GOAL = Rewrite the items below as a JSON list of strings, one string for each line, leaving out any blank lines.

Coordinate annotation items
## start

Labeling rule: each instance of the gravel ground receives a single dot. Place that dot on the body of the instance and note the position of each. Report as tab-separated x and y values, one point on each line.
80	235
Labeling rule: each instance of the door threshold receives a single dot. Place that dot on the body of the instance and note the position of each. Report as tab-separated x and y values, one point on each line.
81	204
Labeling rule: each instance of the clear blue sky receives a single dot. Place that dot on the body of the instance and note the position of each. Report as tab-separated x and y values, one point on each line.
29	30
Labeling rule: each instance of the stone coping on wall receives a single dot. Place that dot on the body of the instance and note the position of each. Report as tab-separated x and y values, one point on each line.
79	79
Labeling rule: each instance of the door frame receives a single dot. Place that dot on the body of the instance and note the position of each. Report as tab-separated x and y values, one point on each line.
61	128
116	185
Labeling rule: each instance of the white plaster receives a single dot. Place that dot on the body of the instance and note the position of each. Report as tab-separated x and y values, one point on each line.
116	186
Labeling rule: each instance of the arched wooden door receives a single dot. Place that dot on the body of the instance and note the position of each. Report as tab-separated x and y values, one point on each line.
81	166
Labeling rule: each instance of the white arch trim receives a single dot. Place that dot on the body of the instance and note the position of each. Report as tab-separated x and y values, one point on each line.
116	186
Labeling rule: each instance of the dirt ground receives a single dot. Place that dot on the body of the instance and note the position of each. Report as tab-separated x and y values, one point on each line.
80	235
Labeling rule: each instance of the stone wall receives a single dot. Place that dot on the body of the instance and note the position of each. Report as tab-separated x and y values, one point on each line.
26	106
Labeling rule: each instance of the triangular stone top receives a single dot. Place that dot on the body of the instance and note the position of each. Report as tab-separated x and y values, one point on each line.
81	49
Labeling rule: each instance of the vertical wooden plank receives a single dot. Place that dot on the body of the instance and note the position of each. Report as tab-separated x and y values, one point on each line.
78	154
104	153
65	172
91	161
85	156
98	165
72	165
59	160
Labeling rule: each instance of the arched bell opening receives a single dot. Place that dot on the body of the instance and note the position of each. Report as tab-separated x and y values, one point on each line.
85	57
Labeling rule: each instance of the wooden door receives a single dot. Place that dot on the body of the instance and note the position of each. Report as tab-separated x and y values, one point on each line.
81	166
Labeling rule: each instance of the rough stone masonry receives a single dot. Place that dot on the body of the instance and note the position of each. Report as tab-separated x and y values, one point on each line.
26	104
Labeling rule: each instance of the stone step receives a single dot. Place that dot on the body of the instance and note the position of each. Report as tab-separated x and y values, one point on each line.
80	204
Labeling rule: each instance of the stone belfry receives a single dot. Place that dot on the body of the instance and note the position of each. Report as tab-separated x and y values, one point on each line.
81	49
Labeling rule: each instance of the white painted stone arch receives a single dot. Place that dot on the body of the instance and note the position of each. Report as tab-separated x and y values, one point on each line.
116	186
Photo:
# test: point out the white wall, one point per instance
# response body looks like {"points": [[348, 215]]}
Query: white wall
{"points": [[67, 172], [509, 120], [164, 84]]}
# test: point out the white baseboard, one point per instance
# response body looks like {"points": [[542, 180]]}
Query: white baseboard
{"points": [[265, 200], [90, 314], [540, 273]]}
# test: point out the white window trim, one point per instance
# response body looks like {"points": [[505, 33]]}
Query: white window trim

## end

COMPLETED EXERCISE =
[
  "Labeling rule: each instance of the gravel ground receives a single dot. Place that dot on the body of the instance and note the position of each. Report as tab-separated x and y values, one point on each line.",
  "80\t235",
  "Labeling rule: each instance of the door threshold receives a single dot. Place that dot on the body of the instance and note the position of each. Report as tab-separated x and y values, one point on each line.",
  "81\t204",
  "Labeling rule: each instance of the clear blue sky receives a single dot. Place that dot on the body of the instance and note the position of each. Report as tab-separated x and y values, one point on each line.",
  "29\t30",
  "Labeling rule: each instance of the stone coping on wall receives a single dot. Place that dot on the body of the instance and note the position of each. Report as tab-separated x and y values, one point on each line.",
  "79\t79",
  "Labeling rule: each instance of the door frame receives a single dot. Place that dot on the body of the instance and note the position of each. Report as tab-separated x and y values, one point on each line.",
  "61\t128",
  "116\t185",
  "Labeling rule: each instance of the white plaster receives a single dot. Place that dot on the body of the instance and note the position of each. Report as tab-separated x and y values, one point on each line.",
  "116\t186",
  "Labeling rule: each instance of the arched wooden door receives a single dot. Place that dot on the body of the instance and note the position of each. Report as tab-separated x and y values, one point on each line.",
  "81\t166",
  "Labeling rule: each instance of the white arch trim receives a single dot. Place that dot on the body of the instance and note the position of each. Report as tab-separated x and y values, one point on each line.",
  "116\t186",
  "Labeling rule: each instance of the dirt ground receives a single dot. Place that dot on the body of the instance and note the position of each. Report as tab-separated x and y values, one point on each line.",
  "80\t235",
  "Labeling rule: each instance of the stone wall receives a single dot. Place that dot on the body of the instance and note the position of each. Report as tab-separated x and y values, one point on each line.",
  "26\t106",
  "Labeling rule: each instance of the triangular stone top receives a single dot. Place that dot on the body of the instance and note the position of each. Report as tab-separated x and y values, one point on each line.",
  "81\t49",
  "Labeling rule: each instance of the vertical wooden plank receives a single dot. Place that dot on the body of the instance and note the position of each. Report as tab-separated x and y values, one point on each line.",
  "78\t154",
  "104\t153",
  "65\t172",
  "91\t161",
  "85\t156",
  "98\t165",
  "72\t165",
  "59\t160",
  "Labeling rule: each instance of the arched bell opening receives a single dot. Place that dot on the body of the instance and note the position of each. Report as tab-separated x and y values, one point on each line.",
  "85\t57",
  "Labeling rule: each instance of the wooden door receives a single dot. Place that dot on the body of the instance and note the position of each. Report as tab-separated x and y values, one point on each line.",
  "81\t166",
  "Labeling rule: each instance of the rough stone masonry receives a single dot. Place that dot on the body of the instance and note the position of each. Report as tab-separated x and y values, one point on each line.",
  "26\t104",
  "Labeling rule: each instance of the stone step receives a single dot. Place that dot on the body of the instance and note the position of each. Report as tab-separated x and y values, one point on each line.",
  "80\t204",
  "Labeling rule: each instance of the stone belfry receives a single dot. Place that dot on the body of the instance and note the position of each. Report as tab-separated x and y values, one point on each line.",
  "81\t49",
  "Labeling rule: each instance of the white painted stone arch receives a single dot. Place that dot on the body of the instance and note the position of each. Report as tab-separated x and y values, one point on each line.",
  "116\t186",
  "Photo:",
  "# test: point out the white wall, one point per instance",
  "# response body looks like {\"points\": [[348, 215]]}",
  "Query: white wall",
  "{\"points\": [[67, 172], [509, 120], [164, 84]]}",
  "# test: point out the white baseboard, one point per instance",
  "# response body looks like {\"points\": [[542, 180]]}",
  "Query: white baseboard",
  "{\"points\": [[265, 200], [90, 314], [540, 273]]}",
  "# test: point out the white window trim, one point per instance",
  "# response body looks like {\"points\": [[505, 33]]}",
  "Query: white window trim"
]